Your goal:
Below is a set of entries. Reproduce exactly the lines from the one containing "For the dataset, tag each instance of the car" through the end, both included.

>> Start

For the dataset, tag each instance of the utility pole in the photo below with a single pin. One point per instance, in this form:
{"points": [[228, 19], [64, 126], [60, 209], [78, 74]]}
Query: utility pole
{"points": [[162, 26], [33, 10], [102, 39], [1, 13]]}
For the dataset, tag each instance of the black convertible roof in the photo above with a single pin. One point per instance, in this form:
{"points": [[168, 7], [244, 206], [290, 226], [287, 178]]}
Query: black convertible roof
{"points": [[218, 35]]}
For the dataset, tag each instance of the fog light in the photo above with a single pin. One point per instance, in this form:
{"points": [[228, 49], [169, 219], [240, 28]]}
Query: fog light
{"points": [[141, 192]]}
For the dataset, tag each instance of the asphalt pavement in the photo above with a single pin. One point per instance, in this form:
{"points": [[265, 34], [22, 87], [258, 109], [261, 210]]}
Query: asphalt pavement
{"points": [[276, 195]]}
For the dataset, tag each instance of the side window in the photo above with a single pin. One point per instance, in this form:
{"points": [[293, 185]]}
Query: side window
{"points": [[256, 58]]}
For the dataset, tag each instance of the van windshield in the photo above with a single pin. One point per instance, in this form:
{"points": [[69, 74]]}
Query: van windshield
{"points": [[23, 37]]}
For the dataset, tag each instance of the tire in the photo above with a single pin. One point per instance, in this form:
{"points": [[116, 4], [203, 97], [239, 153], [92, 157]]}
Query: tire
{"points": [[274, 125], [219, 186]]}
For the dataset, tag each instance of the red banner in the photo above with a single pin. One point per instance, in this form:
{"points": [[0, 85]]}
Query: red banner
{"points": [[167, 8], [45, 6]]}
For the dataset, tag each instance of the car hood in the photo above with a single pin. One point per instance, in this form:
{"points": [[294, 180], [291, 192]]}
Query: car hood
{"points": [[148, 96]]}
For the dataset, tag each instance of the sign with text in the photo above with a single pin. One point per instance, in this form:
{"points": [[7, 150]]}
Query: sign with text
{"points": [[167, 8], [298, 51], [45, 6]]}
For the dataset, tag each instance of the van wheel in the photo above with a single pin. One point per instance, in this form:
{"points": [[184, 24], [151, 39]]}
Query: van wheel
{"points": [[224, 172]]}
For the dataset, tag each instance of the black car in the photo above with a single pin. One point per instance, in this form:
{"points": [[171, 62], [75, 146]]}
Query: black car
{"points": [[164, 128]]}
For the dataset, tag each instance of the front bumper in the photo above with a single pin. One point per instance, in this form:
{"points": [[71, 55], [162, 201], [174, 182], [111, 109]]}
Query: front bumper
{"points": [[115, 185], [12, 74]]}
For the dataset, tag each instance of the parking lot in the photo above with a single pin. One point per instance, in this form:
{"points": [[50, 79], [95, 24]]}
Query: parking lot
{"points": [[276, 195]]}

>> End

Worked solution:
For the dataset, tag each instance of the car hood in the photo above with a single pin. One point per instance, in this form:
{"points": [[294, 180], [291, 192]]}
Query: car hood
{"points": [[148, 96]]}
For the dataset, tag each instance of the sign with text in the photo above with a single pin. One point per instance, in this form:
{"points": [[7, 150]]}
Query: sign with text
{"points": [[167, 8], [298, 51], [45, 6]]}
For the dataset, tag each instance of the van wheel in the photo above with a single pin. One point per instance, in this form:
{"points": [[184, 24], [151, 39]]}
Query: van wheel
{"points": [[224, 172]]}
For the dataset, tag each instance of the black car in the photo above with a single pin. One point per instance, in this form:
{"points": [[171, 62], [75, 146]]}
Query: black car
{"points": [[164, 128]]}
For the dataset, tag each instance of the front bumper in the photo above with a single pin. One point per instance, in this form:
{"points": [[71, 55], [162, 201], [174, 182], [111, 109]]}
Query: front bumper
{"points": [[115, 185], [12, 74]]}
For the dataset, tag each instance of the parking lot in the photo above with a single pin. One point per instance, in this form:
{"points": [[50, 79], [95, 24]]}
Query: parking lot
{"points": [[276, 195]]}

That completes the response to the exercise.